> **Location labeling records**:
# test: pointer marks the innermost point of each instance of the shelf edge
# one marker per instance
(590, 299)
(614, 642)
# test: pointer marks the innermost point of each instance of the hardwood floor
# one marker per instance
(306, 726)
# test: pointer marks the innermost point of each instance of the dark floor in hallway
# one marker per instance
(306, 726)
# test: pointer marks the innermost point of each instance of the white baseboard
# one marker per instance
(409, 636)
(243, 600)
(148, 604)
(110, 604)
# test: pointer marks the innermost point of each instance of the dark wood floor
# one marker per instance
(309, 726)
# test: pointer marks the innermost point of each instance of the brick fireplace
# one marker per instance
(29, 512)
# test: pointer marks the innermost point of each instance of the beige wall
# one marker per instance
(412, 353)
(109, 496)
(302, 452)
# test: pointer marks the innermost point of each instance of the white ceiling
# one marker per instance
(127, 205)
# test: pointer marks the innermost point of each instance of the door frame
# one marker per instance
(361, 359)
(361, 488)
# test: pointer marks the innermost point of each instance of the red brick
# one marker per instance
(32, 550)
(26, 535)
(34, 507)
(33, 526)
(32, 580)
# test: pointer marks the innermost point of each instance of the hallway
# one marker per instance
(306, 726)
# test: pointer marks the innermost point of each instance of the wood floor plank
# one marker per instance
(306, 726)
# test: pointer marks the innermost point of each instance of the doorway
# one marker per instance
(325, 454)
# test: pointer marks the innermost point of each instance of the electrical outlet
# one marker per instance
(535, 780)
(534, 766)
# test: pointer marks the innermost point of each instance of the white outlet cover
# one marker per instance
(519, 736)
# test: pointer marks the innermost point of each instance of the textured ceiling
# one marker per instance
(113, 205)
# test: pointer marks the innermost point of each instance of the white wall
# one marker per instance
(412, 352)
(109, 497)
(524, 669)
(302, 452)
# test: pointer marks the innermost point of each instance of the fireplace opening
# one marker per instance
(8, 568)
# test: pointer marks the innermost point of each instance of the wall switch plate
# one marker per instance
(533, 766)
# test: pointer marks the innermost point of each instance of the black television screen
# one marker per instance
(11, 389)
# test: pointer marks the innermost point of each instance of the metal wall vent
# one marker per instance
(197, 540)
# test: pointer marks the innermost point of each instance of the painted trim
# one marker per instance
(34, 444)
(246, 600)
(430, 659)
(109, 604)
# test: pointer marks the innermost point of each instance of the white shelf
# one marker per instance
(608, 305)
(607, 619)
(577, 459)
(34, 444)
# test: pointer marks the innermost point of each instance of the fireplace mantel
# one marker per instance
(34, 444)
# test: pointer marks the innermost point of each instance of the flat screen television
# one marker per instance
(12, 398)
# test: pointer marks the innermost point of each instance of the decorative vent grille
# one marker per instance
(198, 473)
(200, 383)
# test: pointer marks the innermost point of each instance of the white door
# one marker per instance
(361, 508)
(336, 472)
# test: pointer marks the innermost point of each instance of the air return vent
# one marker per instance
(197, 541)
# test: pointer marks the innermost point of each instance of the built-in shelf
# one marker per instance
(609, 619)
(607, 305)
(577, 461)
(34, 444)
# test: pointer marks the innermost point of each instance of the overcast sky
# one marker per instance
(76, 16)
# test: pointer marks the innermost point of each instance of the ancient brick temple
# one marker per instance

> **Required work**: Edit the entries above so that every "innermost point" reads "central point". Leave everything else unchanged.

> **Task output**:
# test: pointer marks the central point of each instance of the shelf edge
# one marker per instance
(590, 299)
(614, 642)
# test: pointer marks the central point of each instance of the hardwood floor
# one marker per instance
(306, 726)
# test: pointer marks the central point of each instance of the dark floor in hallway
# one marker per instance
(306, 726)
# test: pointer marks the central point of each instance of the white baseboard
# one marker per instance
(409, 636)
(243, 600)
(148, 604)
(110, 604)
# test: pointer marks the central point of each instance of the dark wood floor
# one marker per instance
(309, 726)
# test: pointer marks the central point of each instance of the brick fireplace
# one marker per instance
(29, 512)
# test: pointer marks the central point of each instance of the beige wall
# one marker per instance
(412, 353)
(109, 496)
(302, 452)
# test: pointer marks the central point of each instance of the white ceiling
# one marker per instance
(127, 205)
# test: pointer marks the central point of each instance of the door frame
# one marker per instance
(361, 359)
(361, 488)
# test: pointer marks the central point of each instance of the red brick
# one marker per instance
(32, 550)
(26, 535)
(34, 507)
(33, 526)
(32, 580)
# test: pointer marks the central point of each instance of the hallway
# one marker per instance
(306, 726)
# test: pointer marks the central point of each instance of the wood floor plank
# one marker per instance
(306, 726)
# test: pointer marks the central point of each instance of the doorway
# one marker per instance
(325, 454)
# test: pointer marks the central point of each instance of the electrical outlet
# one marker per instance
(535, 780)
(534, 766)
# test: pointer marks the central point of each instance of the white outlet cover
# one marker per instance
(519, 736)
# test: pointer marks the central point of each instance of the textured ceiling
# one marker per instance
(113, 205)
# test: pointer marks the central point of each instance of the white wall
# one marker per instance
(412, 352)
(109, 497)
(524, 669)
(302, 452)
# test: pointer marks the central point of each instance of the fireplace opening
# one marker per instance
(8, 568)
# test: pointer marks the central point of each instance of the wall switch plate
# one marker per instance
(533, 766)
# test: pointer marks the central point of each instance of the black television screen
# one marker per instance
(11, 389)
# test: pointer marks the central point of each instance of the metal wall vent
# one marker per instance
(197, 540)
# test: pointer marks the central point of each instance of the painted trim
# one marker per instance
(34, 444)
(246, 600)
(430, 659)
(109, 604)
# test: pointer marks the central point of each instance of the white shelf
# one marker per instance
(608, 305)
(607, 619)
(577, 459)
(34, 444)
# test: pointer marks the central point of each instance of the fireplace mantel
# one marker per instance
(34, 444)
# test: pointer marks the central point of each instance of the flat screen television
# one marker per instance
(12, 398)
# test: pointer marks the central point of each instance of the decorative vent grille
# one marker per instance
(198, 473)
(200, 383)
# test: pointer marks the central point of each instance of the white door
# one marker per instance
(361, 508)
(336, 472)
# test: pointer marks the central point of each instance of the air return vent
# one marker per instance
(197, 541)
# test: pointer marks the central point of each instance of the built-in shelf
# one marker per instance
(609, 619)
(607, 305)
(577, 461)
(34, 444)
# test: pointer marks the central point of each instance of the overcast sky
# one marker per instance
(76, 16)
# test: pointer marks the central point of each instance of the ancient brick temple
# one marker per instance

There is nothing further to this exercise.